++++ AVAILABLE RECORDS

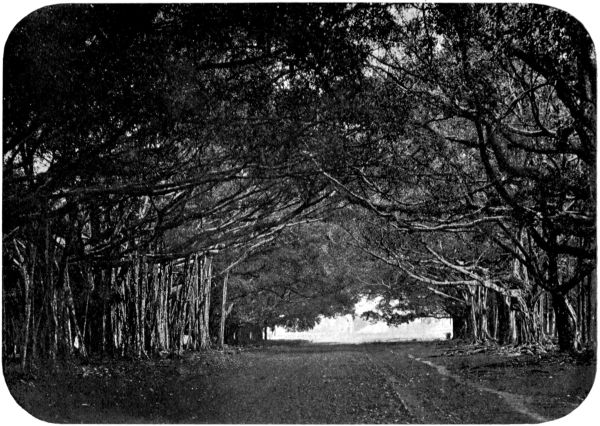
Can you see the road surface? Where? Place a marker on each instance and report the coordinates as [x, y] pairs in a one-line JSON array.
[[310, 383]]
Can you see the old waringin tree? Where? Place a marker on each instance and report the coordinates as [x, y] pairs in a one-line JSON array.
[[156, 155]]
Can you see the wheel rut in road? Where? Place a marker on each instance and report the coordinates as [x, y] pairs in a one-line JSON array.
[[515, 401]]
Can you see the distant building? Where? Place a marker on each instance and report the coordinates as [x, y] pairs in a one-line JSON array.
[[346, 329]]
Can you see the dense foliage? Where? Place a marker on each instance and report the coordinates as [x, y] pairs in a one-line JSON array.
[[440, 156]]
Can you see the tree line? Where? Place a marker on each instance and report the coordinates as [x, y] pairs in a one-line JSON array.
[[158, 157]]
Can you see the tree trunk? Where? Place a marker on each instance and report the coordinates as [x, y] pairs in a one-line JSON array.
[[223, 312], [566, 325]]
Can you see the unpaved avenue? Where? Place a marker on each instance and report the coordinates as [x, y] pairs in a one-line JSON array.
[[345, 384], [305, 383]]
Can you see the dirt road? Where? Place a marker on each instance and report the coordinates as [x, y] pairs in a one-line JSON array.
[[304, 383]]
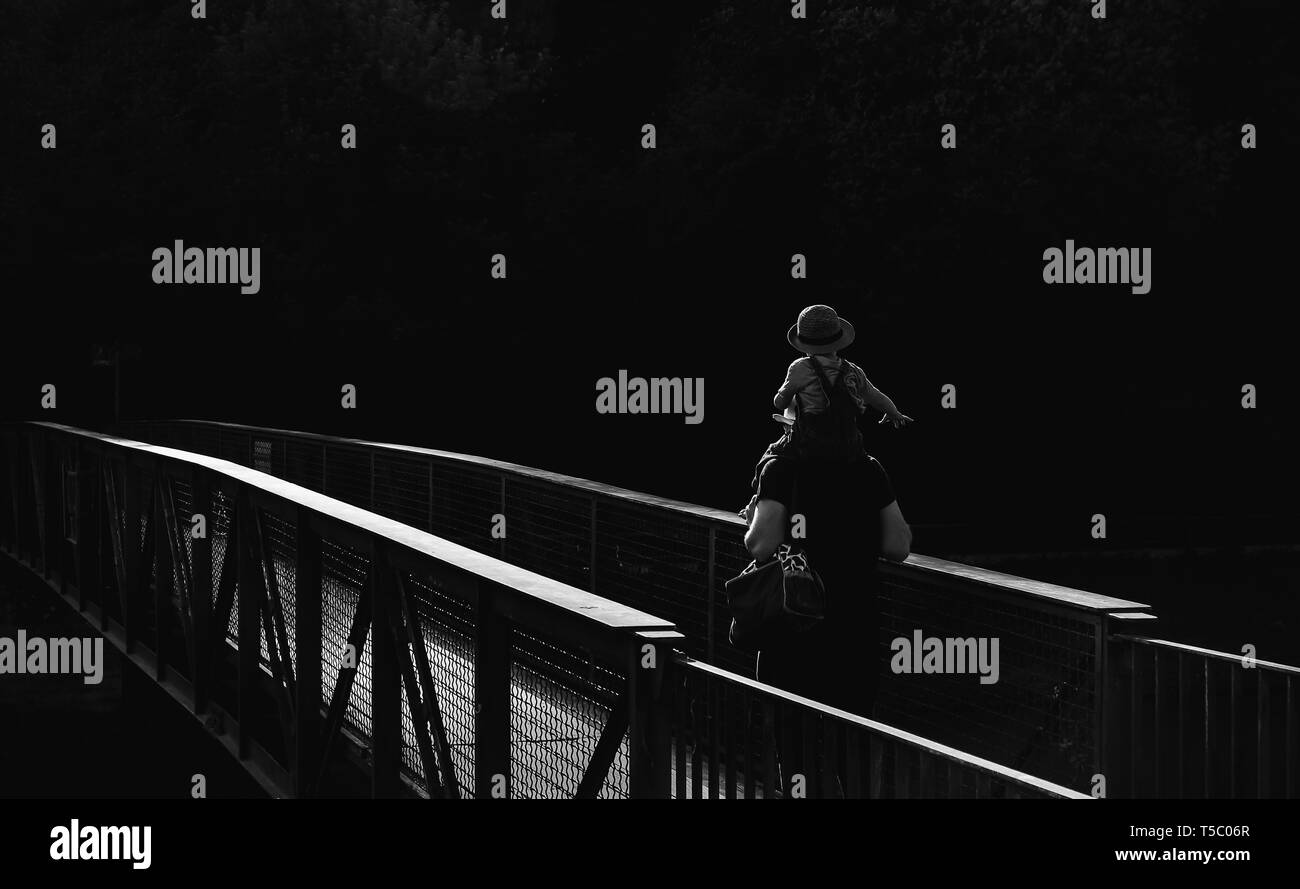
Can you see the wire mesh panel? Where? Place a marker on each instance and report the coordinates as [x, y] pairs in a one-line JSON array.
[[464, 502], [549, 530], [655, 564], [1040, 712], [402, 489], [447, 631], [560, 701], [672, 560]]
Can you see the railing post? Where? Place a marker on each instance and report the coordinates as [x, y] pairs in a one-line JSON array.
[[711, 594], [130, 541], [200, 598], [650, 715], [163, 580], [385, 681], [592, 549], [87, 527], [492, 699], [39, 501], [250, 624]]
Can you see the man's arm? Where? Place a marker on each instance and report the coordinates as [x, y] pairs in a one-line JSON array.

++++++++
++++ AVAILABLE RECORDS

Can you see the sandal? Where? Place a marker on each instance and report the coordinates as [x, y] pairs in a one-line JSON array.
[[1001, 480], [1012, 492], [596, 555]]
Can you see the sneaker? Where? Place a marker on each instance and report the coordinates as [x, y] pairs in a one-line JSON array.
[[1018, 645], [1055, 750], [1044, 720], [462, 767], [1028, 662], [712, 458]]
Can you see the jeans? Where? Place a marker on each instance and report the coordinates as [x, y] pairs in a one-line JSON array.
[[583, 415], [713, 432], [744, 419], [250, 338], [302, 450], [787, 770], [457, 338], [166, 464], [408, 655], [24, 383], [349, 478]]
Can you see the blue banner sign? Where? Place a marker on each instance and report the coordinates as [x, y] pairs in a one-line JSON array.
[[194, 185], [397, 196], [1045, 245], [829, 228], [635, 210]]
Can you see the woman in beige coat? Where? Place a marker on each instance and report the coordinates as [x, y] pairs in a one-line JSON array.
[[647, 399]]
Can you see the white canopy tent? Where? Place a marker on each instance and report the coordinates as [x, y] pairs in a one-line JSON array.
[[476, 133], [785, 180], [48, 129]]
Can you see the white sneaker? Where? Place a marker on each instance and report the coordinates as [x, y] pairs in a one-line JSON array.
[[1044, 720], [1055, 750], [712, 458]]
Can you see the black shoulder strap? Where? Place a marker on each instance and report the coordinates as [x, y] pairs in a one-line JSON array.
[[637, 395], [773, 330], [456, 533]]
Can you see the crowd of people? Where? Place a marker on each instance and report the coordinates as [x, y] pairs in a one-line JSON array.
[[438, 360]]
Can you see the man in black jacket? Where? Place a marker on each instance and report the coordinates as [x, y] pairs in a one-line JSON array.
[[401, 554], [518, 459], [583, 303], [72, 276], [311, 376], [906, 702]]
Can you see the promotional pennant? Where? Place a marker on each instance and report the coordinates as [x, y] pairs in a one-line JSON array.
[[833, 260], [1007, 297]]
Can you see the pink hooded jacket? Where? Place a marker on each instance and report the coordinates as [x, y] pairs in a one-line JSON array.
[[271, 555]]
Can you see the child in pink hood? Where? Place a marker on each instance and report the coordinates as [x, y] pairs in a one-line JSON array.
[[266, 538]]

++++++++

> REQUIRED TASK
Copy out the entries word for word, starting at the line containing "Can you see the jeans?" and ending with the line containing "[[194, 185], [397, 196], [1045, 245], [829, 228], [635, 210]]", including both of those lines.

> THE ANSWER
Can you see the jeans? Where? Place a marker on each instance and report the coordinates as [x, y] pairs in a one-line JSON array.
[[583, 415], [713, 432], [744, 419], [250, 338], [302, 450], [787, 770], [457, 338], [166, 464], [408, 655], [24, 383], [349, 478]]
Can you see the blue banner sign? Where? Place a marker on each instance and report the coordinates as [x, y] pairs in a one-line JSON array.
[[194, 185], [397, 196], [1045, 245], [829, 228], [635, 210]]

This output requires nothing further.